MW: You have to turn everything around and ask what the motive would be; why Blanco would take such a risk.

P: You can’t ask the question at this point; you can have suspicions about motive but first you have to establish whether a crime has been committed before you can talk about motive. First enter into evidence that a Cat 5 storm would overwhelm Nola’s defenses. Then that Blanco knew this. Then that she knew all her options. And that she had certain knowledge that a Cat 5 storm coming near or hitting directly at Nola would mean no survivors in the city’s lowest part without enforced evacuation.

MW: That’s a lot of things to establish.

P: Sure. And you have a snowball’s chance of establishing them without threat of criminal indictment. But if you don’t go that route, attempt to establish all that, you’ll never get the chance to ask “Why?”

** ENTRIES SHOWN **
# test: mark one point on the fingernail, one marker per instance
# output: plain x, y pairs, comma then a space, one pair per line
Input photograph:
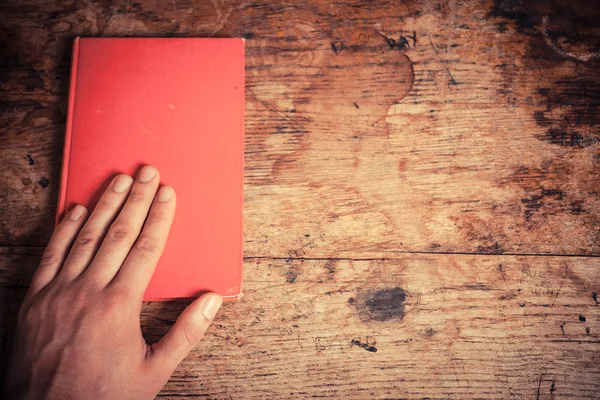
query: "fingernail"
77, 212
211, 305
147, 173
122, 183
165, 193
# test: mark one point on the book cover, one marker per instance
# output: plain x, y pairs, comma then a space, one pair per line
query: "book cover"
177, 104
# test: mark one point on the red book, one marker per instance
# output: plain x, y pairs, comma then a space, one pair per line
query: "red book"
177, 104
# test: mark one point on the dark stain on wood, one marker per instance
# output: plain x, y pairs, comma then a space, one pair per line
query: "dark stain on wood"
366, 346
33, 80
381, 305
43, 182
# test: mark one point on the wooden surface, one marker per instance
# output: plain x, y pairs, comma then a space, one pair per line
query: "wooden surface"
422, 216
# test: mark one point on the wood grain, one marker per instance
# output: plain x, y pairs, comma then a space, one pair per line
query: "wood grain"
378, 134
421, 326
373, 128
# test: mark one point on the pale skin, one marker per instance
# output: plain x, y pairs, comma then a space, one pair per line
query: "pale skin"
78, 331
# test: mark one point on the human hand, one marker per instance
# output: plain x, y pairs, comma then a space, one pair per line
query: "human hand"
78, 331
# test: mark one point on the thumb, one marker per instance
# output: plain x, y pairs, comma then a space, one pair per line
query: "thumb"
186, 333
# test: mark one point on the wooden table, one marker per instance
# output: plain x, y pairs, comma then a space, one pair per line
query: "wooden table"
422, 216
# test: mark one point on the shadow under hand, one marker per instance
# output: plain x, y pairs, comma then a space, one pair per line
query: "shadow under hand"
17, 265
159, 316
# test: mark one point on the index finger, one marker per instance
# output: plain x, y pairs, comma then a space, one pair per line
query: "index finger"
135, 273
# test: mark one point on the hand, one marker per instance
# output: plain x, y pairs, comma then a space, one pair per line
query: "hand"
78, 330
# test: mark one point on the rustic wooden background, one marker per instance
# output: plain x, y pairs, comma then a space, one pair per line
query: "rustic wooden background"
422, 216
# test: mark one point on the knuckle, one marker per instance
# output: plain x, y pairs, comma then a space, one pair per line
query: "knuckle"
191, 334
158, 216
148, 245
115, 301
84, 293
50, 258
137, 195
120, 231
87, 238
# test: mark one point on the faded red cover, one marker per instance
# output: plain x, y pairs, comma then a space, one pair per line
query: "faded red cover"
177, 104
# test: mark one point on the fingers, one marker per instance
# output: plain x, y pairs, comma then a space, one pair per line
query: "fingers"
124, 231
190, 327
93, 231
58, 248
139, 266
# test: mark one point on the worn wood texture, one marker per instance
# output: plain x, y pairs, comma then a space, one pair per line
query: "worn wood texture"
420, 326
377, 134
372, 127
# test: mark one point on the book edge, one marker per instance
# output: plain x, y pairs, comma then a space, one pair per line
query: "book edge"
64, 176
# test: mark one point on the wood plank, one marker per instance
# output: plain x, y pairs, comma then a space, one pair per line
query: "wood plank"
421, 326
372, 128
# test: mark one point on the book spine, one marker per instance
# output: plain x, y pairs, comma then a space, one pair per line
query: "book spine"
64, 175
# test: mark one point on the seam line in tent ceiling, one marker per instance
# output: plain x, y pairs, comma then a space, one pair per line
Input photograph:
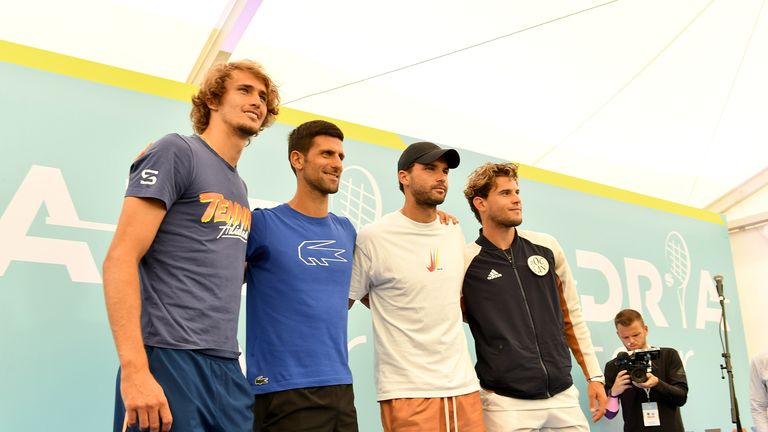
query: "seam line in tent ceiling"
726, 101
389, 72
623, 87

** ASSIGNMENT **
Retype the stretch from "MW: You have" through "without enforced evacuation." in the dialogue above about Blanco and the storm, word for word.

** ANSWER FOR THIS EXERCISE **
MW: You have to turn everything around and ask what the motive would be; why Blanco would take such a risk.

P: You can’t ask the question at this point; you can have suspicions about motive but first you have to establish whether a crime has been committed before you can talk about motive. First enter into evidence that a Cat 5 storm would overwhelm Nola’s defenses. Then that Blanco knew this. Then that she knew all her options. And that she had certain knowledge that a Cat 5 storm coming near or hitting directly at Nola would mean no survivors in the city’s lowest part without enforced evacuation.